■ **WORK REQUEST**
Below are some records; quote exactly the lines from the one that contains "In this screenshot, identify the curved parapet." through the one that contains "In this screenshot, identify the glazed", inclusive, and no others.
(PROVIDED RECORDS begins)
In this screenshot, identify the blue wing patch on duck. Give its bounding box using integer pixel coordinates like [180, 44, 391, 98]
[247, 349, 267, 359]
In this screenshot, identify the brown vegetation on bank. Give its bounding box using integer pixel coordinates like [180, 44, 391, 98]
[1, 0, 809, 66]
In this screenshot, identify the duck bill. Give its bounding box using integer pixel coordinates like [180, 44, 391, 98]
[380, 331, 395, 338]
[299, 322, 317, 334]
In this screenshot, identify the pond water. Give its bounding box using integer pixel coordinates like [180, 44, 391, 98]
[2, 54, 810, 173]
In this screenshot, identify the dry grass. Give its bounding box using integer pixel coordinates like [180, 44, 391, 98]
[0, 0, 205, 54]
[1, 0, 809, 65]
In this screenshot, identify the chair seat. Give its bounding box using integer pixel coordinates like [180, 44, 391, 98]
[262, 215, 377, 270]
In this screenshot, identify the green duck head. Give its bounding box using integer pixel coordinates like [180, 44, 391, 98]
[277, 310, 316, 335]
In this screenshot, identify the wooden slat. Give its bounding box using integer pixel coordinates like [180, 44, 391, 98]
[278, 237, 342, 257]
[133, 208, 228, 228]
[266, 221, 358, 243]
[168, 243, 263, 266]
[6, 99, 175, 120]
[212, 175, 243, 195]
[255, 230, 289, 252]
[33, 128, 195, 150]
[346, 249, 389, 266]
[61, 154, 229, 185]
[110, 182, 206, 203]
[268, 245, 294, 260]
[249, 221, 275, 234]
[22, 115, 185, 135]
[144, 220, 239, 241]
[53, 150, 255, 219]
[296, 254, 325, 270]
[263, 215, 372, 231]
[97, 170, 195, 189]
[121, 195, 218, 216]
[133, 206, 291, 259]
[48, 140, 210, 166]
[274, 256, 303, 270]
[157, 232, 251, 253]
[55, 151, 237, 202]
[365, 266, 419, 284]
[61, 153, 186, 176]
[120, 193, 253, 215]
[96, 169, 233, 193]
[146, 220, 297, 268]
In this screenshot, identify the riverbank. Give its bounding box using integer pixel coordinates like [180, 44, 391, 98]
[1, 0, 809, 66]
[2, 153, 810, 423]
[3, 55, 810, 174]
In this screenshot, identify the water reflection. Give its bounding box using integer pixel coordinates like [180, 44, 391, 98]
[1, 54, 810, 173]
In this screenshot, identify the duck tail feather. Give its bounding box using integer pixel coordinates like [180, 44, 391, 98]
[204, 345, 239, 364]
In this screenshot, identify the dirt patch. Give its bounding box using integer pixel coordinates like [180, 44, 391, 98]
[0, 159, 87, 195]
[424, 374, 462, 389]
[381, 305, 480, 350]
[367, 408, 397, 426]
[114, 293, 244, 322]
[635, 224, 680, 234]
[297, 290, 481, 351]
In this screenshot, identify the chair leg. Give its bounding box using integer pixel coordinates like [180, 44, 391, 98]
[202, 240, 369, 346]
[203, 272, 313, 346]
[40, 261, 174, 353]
(PROVIDED RECORDS ends)
(PROVIDED RECORDS begins)
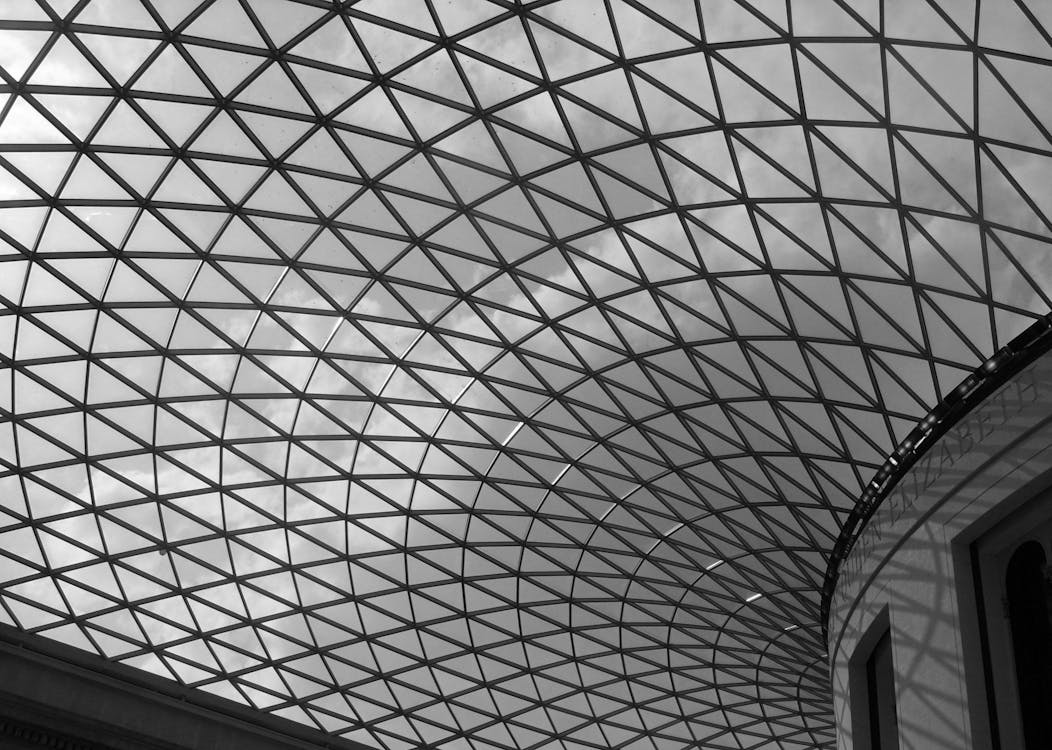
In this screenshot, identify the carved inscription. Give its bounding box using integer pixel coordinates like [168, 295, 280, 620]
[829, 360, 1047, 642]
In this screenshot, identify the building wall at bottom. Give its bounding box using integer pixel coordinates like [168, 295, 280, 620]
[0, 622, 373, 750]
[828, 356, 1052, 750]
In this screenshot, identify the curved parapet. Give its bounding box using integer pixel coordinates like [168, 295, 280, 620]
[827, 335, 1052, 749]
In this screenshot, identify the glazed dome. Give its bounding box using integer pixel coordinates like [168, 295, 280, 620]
(PROVIDED RECORDS ends)
(PROVIDED RECORDS begins)
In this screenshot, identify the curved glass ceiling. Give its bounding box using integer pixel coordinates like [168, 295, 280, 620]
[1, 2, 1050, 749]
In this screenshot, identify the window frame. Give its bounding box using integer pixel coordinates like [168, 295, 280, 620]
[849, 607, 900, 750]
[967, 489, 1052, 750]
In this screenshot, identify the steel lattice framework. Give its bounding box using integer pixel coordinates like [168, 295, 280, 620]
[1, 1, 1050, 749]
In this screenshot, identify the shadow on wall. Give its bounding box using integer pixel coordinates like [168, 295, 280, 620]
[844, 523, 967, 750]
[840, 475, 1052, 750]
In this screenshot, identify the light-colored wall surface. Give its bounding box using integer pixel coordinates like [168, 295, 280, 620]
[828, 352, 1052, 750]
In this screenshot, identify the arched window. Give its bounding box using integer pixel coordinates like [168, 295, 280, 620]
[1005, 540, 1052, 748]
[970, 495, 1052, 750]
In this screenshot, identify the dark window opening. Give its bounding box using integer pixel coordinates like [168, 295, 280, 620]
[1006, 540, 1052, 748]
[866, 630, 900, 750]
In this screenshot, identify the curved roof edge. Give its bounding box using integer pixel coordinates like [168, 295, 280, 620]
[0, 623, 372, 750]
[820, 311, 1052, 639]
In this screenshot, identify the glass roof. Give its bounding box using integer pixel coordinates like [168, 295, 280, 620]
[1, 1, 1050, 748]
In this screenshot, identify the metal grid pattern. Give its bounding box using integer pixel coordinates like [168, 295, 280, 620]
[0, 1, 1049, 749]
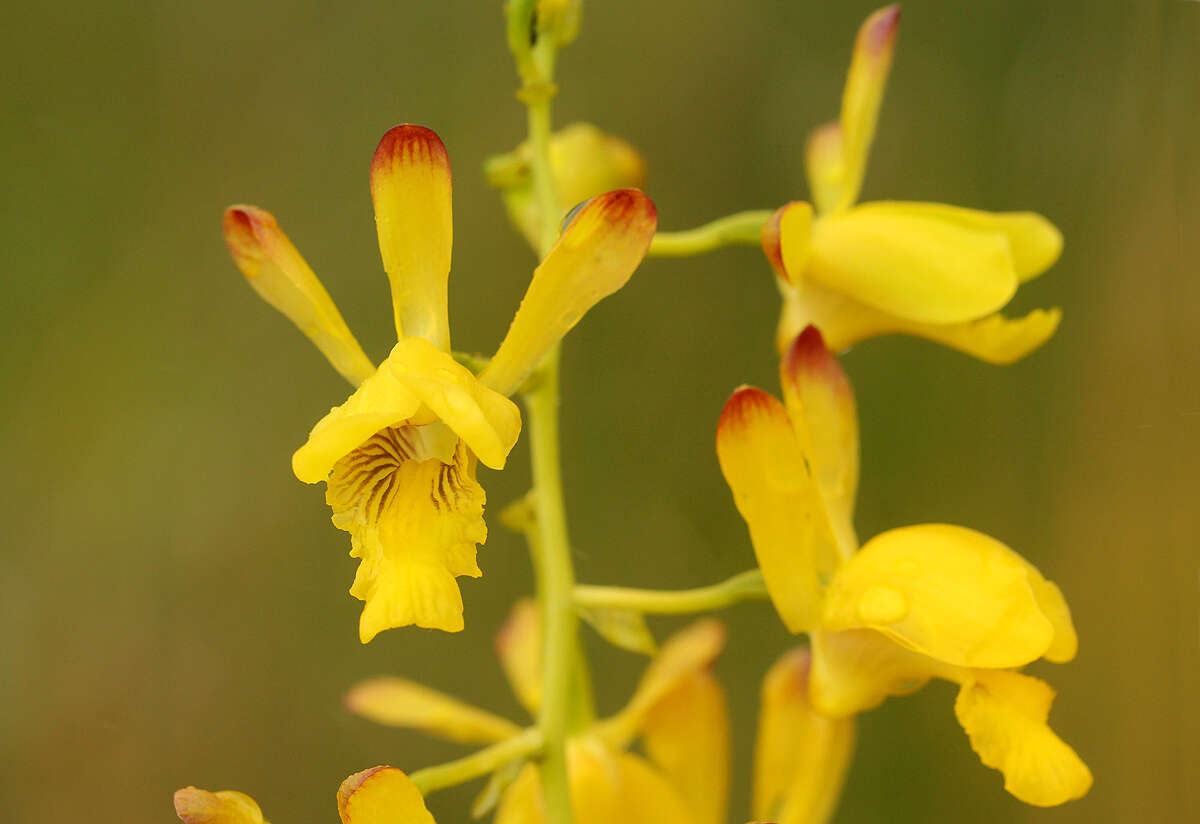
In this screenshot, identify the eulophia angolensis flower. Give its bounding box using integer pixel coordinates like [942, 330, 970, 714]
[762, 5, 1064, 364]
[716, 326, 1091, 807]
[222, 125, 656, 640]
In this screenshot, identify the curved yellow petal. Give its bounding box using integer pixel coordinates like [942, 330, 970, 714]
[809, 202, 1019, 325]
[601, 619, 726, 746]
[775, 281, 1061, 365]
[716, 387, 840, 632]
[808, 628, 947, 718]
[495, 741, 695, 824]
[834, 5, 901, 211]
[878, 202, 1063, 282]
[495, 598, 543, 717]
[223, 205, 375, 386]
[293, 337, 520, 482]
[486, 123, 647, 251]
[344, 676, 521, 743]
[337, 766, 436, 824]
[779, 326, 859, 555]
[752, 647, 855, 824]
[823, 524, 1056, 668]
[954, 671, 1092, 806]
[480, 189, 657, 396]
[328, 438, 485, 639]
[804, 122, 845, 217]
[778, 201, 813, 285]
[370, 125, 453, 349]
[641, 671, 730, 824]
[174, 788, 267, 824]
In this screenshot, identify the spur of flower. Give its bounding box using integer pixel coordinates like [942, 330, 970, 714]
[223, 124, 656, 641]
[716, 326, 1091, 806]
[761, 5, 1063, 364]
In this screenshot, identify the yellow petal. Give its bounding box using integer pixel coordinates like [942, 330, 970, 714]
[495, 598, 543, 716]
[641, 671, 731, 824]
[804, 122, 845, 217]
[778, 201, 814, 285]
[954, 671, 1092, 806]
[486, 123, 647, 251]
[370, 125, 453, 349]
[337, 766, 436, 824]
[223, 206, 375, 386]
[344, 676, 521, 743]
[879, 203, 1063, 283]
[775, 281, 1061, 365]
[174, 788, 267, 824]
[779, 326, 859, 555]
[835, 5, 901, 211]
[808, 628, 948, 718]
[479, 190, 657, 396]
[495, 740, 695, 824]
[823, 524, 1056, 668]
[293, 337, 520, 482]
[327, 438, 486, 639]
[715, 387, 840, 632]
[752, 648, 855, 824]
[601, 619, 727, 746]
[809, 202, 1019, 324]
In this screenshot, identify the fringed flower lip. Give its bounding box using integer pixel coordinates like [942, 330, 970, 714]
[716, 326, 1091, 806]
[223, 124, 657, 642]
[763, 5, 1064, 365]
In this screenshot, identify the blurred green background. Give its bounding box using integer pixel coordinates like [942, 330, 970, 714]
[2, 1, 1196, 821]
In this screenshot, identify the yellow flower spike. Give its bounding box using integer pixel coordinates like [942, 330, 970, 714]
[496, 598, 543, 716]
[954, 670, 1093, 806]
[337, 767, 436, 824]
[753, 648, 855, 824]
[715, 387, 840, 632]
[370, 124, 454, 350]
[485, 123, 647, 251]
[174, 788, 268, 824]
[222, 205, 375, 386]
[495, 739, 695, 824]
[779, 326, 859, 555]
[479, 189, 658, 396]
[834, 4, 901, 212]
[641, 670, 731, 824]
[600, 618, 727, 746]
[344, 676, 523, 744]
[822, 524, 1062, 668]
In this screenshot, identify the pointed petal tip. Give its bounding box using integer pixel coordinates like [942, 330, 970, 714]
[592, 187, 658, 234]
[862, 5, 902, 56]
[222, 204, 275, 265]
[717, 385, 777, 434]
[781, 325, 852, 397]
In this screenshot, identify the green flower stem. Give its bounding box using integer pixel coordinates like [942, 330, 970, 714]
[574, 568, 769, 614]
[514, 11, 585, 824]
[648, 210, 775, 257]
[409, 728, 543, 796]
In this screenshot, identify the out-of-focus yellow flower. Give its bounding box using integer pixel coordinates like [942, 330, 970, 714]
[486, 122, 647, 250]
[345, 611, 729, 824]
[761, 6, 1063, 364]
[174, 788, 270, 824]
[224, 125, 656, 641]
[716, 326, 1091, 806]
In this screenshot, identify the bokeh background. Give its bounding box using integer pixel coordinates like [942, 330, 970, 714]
(PROVIDED RECORDS ends)
■ **TASK RESPONSE**
In this screenshot, identify the curved parapet. Give its bounding box using integer pixel coordinates like [168, 295, 280, 620]
[827, 335, 1052, 749]
In this screenshot, identify the glazed dome. Give its bounding box using integer pixel coordinates like [168, 295, 280, 620]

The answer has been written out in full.